### Work to do
Count the lines below that contain the string "pole". Respond with the number only.

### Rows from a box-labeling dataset
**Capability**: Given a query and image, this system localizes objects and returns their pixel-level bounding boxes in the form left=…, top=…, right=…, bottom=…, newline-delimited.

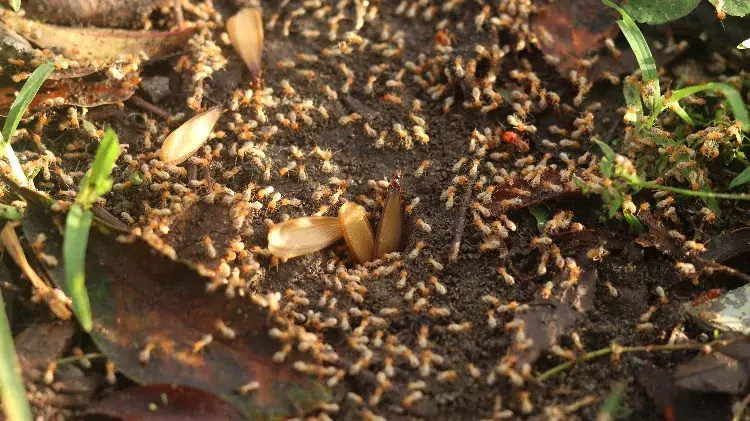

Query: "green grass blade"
left=0, top=203, right=23, bottom=220
left=602, top=0, right=661, bottom=110
left=592, top=139, right=615, bottom=178
left=529, top=203, right=549, bottom=232
left=669, top=82, right=750, bottom=131
left=76, top=128, right=120, bottom=209
left=0, top=288, right=33, bottom=421
left=622, top=210, right=645, bottom=234
left=622, top=83, right=643, bottom=124
left=3, top=62, right=55, bottom=142
left=669, top=102, right=695, bottom=126
left=89, top=127, right=120, bottom=194
left=729, top=167, right=750, bottom=189
left=596, top=381, right=627, bottom=421
left=63, top=203, right=92, bottom=332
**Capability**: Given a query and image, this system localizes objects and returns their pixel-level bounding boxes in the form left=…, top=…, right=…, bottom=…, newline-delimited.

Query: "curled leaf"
left=86, top=384, right=245, bottom=421
left=13, top=186, right=330, bottom=420
left=0, top=71, right=139, bottom=114
left=159, top=107, right=221, bottom=165
left=2, top=13, right=195, bottom=64
left=227, top=7, right=263, bottom=75
left=268, top=216, right=343, bottom=259
left=673, top=338, right=750, bottom=394
left=18, top=0, right=169, bottom=28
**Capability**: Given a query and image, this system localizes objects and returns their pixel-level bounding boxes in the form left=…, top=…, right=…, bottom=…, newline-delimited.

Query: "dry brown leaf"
left=227, top=7, right=263, bottom=75
left=23, top=0, right=172, bottom=28
left=159, top=107, right=221, bottom=165
left=673, top=337, right=750, bottom=394
left=268, top=216, right=343, bottom=259
left=339, top=202, right=375, bottom=263
left=531, top=0, right=619, bottom=75
left=2, top=12, right=195, bottom=64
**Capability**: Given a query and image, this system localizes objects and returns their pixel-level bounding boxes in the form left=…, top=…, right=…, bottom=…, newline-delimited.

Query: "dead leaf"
left=489, top=168, right=581, bottom=215
left=2, top=12, right=196, bottom=65
left=699, top=228, right=750, bottom=263
left=635, top=367, right=731, bottom=421
left=5, top=185, right=330, bottom=420
left=23, top=0, right=172, bottom=28
left=0, top=71, right=140, bottom=115
left=635, top=212, right=683, bottom=258
left=13, top=320, right=76, bottom=380
left=682, top=284, right=750, bottom=335
left=531, top=0, right=619, bottom=76
left=673, top=336, right=750, bottom=395
left=86, top=384, right=245, bottom=421
left=514, top=301, right=580, bottom=365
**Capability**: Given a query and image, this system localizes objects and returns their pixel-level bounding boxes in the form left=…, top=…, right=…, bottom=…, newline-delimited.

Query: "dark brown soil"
left=1, top=1, right=750, bottom=420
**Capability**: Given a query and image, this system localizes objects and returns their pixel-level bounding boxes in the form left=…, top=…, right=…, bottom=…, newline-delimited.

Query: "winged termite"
left=159, top=107, right=221, bottom=165
left=375, top=170, right=404, bottom=258
left=227, top=7, right=263, bottom=75
left=268, top=216, right=343, bottom=259
left=268, top=171, right=404, bottom=263
left=339, top=202, right=375, bottom=263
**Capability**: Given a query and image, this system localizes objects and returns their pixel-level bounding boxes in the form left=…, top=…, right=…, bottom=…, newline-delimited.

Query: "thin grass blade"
left=669, top=82, right=750, bottom=131
left=622, top=79, right=643, bottom=124
left=603, top=0, right=661, bottom=110
left=3, top=62, right=55, bottom=142
left=729, top=167, right=750, bottom=189
left=0, top=278, right=33, bottom=421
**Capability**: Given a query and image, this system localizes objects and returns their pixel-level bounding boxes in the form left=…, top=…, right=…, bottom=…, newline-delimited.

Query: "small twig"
left=174, top=0, right=185, bottom=29
left=448, top=176, right=476, bottom=262
left=536, top=338, right=736, bottom=382
left=128, top=95, right=172, bottom=118
left=732, top=393, right=750, bottom=421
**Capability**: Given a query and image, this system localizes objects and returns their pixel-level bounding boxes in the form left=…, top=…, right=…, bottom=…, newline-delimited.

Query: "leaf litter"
left=0, top=2, right=748, bottom=419
left=5, top=185, right=329, bottom=419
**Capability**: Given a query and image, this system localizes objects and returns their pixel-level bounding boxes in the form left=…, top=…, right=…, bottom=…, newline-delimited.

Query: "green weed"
left=63, top=128, right=120, bottom=332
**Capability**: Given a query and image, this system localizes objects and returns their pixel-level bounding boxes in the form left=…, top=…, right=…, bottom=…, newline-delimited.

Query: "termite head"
left=388, top=170, right=401, bottom=190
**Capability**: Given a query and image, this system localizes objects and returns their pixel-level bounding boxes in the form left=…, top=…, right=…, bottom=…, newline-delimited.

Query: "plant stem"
left=0, top=293, right=32, bottom=421
left=2, top=140, right=29, bottom=187
left=629, top=180, right=750, bottom=200
left=55, top=352, right=107, bottom=366
left=536, top=339, right=735, bottom=382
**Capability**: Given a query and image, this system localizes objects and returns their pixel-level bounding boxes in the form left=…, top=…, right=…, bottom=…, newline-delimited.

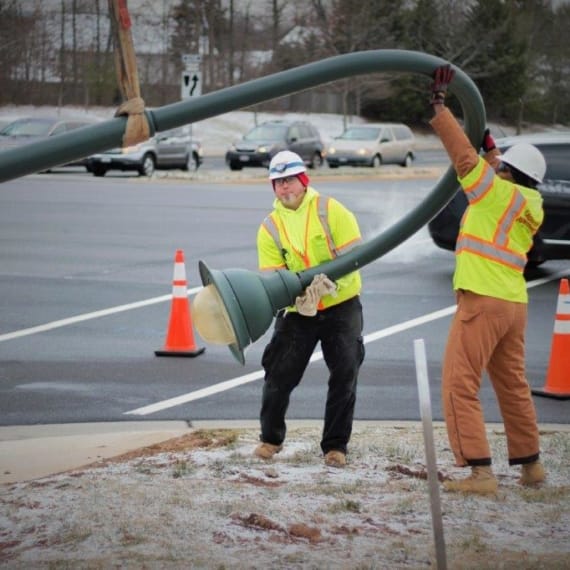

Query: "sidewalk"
left=0, top=421, right=192, bottom=484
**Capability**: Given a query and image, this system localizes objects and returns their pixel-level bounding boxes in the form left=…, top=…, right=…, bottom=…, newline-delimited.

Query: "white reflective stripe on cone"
left=172, top=285, right=187, bottom=299
left=172, top=263, right=186, bottom=281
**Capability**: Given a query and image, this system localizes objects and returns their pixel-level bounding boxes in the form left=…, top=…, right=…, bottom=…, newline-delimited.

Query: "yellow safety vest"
left=453, top=157, right=544, bottom=303
left=257, top=187, right=362, bottom=310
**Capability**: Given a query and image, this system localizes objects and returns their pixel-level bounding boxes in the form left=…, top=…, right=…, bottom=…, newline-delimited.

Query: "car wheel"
left=309, top=152, right=323, bottom=169
left=139, top=153, right=156, bottom=178
left=182, top=152, right=198, bottom=172
left=370, top=154, right=382, bottom=168
left=402, top=153, right=414, bottom=168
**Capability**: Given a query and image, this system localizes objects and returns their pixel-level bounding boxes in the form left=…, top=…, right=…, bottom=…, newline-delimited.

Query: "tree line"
left=0, top=0, right=570, bottom=127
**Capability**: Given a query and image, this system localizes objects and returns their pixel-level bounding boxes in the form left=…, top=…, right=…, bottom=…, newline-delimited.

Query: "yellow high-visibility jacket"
left=432, top=109, right=544, bottom=303
left=257, top=186, right=362, bottom=310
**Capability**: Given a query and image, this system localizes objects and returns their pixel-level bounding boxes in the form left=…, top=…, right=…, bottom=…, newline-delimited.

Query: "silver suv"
left=226, top=121, right=325, bottom=170
left=86, top=125, right=203, bottom=176
left=327, top=123, right=415, bottom=168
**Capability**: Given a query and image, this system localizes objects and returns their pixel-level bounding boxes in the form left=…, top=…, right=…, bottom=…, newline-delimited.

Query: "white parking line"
left=0, top=287, right=202, bottom=342
left=124, top=269, right=569, bottom=416
left=0, top=268, right=570, bottom=416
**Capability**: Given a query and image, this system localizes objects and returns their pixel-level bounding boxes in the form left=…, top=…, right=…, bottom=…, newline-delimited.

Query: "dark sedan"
left=428, top=132, right=570, bottom=266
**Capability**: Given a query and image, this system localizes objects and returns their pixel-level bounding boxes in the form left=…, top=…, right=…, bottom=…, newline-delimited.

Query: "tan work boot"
left=519, top=461, right=546, bottom=486
left=325, top=449, right=346, bottom=467
left=443, top=465, right=498, bottom=495
left=253, top=442, right=283, bottom=459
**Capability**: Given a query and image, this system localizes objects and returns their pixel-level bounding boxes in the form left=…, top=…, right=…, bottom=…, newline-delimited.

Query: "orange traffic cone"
left=154, top=249, right=206, bottom=356
left=532, top=279, right=570, bottom=400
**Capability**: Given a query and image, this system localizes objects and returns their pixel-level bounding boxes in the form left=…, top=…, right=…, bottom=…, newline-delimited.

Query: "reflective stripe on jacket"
left=453, top=158, right=544, bottom=303
left=257, top=187, right=362, bottom=308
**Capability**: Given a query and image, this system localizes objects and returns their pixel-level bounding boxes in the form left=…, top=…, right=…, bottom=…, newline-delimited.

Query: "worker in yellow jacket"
left=255, top=151, right=364, bottom=467
left=431, top=66, right=546, bottom=493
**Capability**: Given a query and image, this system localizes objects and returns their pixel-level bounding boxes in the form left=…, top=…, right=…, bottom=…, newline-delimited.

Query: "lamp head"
left=192, top=261, right=303, bottom=364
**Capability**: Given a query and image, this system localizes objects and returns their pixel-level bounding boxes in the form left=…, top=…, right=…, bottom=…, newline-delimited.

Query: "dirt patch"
left=0, top=426, right=570, bottom=570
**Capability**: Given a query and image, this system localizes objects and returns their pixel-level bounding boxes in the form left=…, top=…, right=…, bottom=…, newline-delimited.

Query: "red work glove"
left=430, top=64, right=455, bottom=105
left=481, top=129, right=497, bottom=152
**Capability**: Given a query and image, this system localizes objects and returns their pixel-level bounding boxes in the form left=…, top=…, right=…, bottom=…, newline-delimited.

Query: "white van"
left=326, top=123, right=415, bottom=168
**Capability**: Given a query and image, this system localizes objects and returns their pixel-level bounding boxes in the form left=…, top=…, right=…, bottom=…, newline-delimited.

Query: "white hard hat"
left=499, top=143, right=546, bottom=182
left=269, top=150, right=307, bottom=180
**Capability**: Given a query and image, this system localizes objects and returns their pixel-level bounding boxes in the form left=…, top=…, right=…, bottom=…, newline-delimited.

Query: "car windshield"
left=244, top=125, right=287, bottom=141
left=338, top=127, right=380, bottom=141
left=538, top=144, right=570, bottom=180
left=0, top=119, right=53, bottom=137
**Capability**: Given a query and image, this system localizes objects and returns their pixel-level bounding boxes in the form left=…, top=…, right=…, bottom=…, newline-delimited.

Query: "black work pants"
left=260, top=297, right=364, bottom=453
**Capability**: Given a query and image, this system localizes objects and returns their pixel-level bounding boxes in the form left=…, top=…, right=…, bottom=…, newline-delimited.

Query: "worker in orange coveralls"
left=430, top=65, right=546, bottom=494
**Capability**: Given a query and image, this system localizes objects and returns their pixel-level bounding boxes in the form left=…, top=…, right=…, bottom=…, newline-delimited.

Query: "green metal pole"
left=0, top=50, right=485, bottom=182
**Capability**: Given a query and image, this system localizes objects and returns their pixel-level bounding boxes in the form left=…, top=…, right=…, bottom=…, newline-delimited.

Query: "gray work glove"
left=430, top=64, right=455, bottom=105
left=295, top=273, right=336, bottom=317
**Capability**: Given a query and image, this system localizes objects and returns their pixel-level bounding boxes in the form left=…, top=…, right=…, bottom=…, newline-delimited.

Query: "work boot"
left=519, top=461, right=546, bottom=486
left=443, top=465, right=498, bottom=495
left=325, top=449, right=346, bottom=467
left=253, top=442, right=283, bottom=459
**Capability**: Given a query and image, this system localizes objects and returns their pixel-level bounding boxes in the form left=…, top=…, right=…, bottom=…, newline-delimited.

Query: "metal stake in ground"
left=414, top=338, right=447, bottom=570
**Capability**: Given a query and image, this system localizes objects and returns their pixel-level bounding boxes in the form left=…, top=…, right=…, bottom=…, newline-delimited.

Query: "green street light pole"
left=0, top=50, right=486, bottom=364
left=0, top=50, right=485, bottom=182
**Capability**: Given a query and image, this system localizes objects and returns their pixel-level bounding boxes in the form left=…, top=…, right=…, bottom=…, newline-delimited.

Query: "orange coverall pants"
left=442, top=290, right=539, bottom=466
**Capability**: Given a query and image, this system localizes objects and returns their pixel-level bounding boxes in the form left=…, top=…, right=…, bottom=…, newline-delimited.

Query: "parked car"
left=326, top=123, right=415, bottom=168
left=87, top=125, right=203, bottom=176
left=226, top=121, right=324, bottom=170
left=0, top=117, right=94, bottom=166
left=428, top=131, right=570, bottom=266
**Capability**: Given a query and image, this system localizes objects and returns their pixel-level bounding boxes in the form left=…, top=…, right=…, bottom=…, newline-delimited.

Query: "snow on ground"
left=0, top=423, right=570, bottom=570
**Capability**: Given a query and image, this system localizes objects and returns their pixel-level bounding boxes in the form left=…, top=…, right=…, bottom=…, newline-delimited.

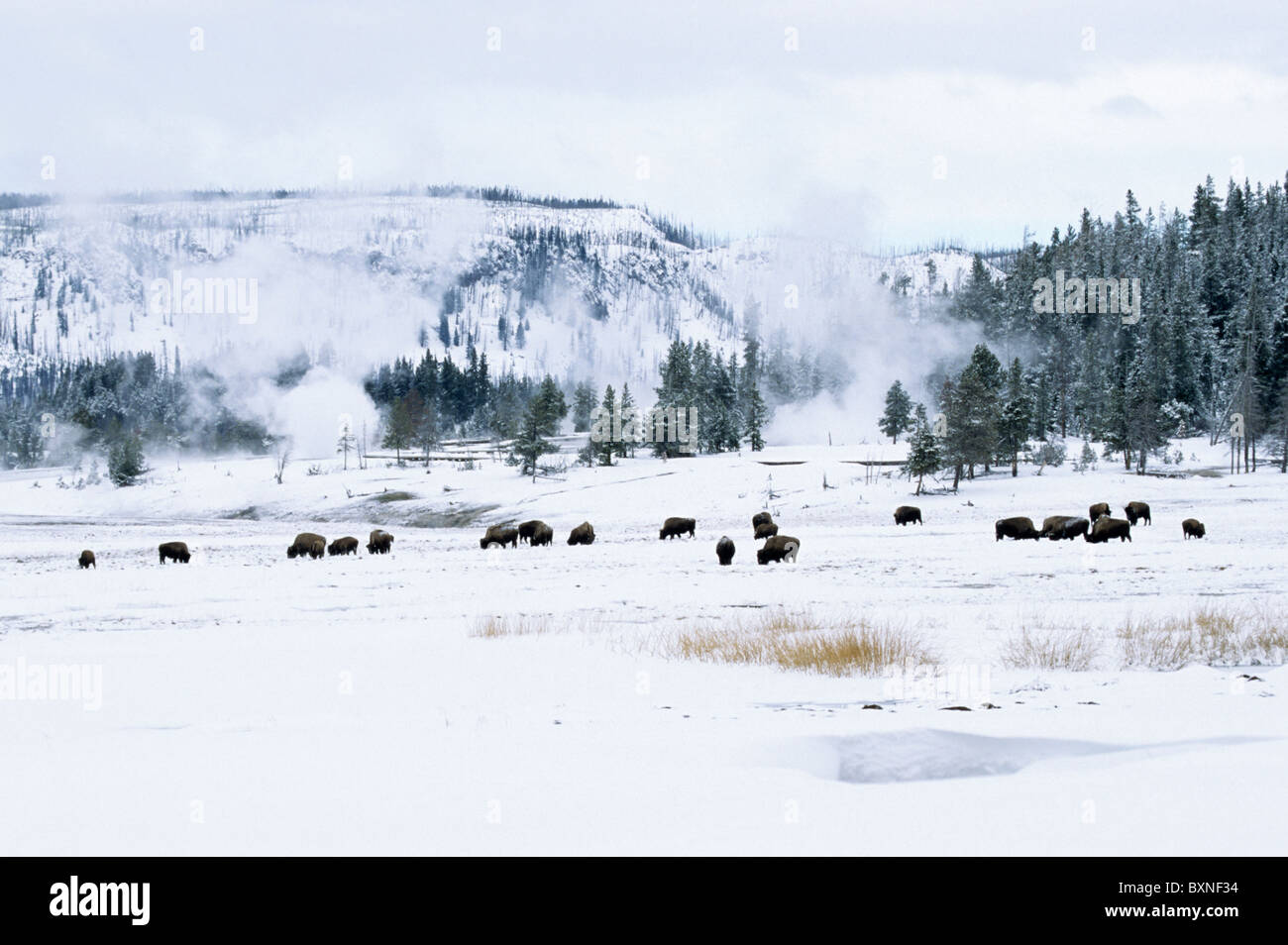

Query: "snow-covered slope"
left=0, top=196, right=1000, bottom=382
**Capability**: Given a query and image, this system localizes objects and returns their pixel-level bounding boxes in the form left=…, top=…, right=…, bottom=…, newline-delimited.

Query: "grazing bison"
left=894, top=504, right=921, bottom=525
left=326, top=536, right=358, bottom=555
left=756, top=534, right=802, bottom=564
left=716, top=527, right=736, bottom=564
left=1124, top=502, right=1154, bottom=525
left=657, top=517, right=698, bottom=541
left=1083, top=517, right=1130, bottom=545
left=993, top=515, right=1042, bottom=541
left=158, top=542, right=192, bottom=571
left=519, top=519, right=546, bottom=545
left=568, top=521, right=595, bottom=545
left=286, top=532, right=326, bottom=558
left=480, top=525, right=519, bottom=549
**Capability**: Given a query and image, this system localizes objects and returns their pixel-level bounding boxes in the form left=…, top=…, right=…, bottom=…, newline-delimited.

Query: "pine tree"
left=880, top=379, right=912, bottom=443
left=903, top=404, right=944, bottom=495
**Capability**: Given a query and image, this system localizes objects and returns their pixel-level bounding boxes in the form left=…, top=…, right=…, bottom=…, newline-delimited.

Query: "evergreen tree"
left=880, top=379, right=912, bottom=443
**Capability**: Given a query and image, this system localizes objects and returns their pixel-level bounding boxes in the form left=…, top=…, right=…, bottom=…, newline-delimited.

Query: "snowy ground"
left=0, top=442, right=1288, bottom=855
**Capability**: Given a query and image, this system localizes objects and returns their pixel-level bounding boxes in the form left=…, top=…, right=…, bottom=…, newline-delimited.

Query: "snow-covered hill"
left=0, top=196, right=1000, bottom=383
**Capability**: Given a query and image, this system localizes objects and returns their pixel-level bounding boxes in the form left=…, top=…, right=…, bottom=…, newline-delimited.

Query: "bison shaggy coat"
left=894, top=504, right=922, bottom=525
left=326, top=536, right=358, bottom=555
left=568, top=521, right=595, bottom=545
left=1124, top=502, right=1154, bottom=525
left=1085, top=519, right=1130, bottom=545
left=480, top=525, right=519, bottom=549
left=657, top=517, right=698, bottom=540
left=756, top=534, right=802, bottom=564
left=716, top=534, right=734, bottom=564
left=993, top=515, right=1042, bottom=541
left=158, top=542, right=192, bottom=564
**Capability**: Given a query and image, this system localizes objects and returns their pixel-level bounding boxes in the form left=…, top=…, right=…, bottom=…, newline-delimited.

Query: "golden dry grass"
left=471, top=614, right=600, bottom=640
left=1002, top=622, right=1100, bottom=672
left=653, top=609, right=937, bottom=676
left=1118, top=604, right=1288, bottom=670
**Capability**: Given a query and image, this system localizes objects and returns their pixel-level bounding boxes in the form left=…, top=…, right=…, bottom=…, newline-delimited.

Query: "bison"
left=1038, top=515, right=1091, bottom=542
left=326, top=536, right=358, bottom=555
left=519, top=519, right=546, bottom=545
left=756, top=534, right=802, bottom=564
left=657, top=517, right=698, bottom=541
left=568, top=521, right=595, bottom=545
left=993, top=515, right=1042, bottom=541
left=1083, top=517, right=1130, bottom=545
left=1124, top=502, right=1154, bottom=525
left=894, top=504, right=922, bottom=525
left=716, top=534, right=734, bottom=564
left=286, top=532, right=326, bottom=558
left=158, top=542, right=192, bottom=571
left=480, top=525, right=519, bottom=549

### Result of the exercise
2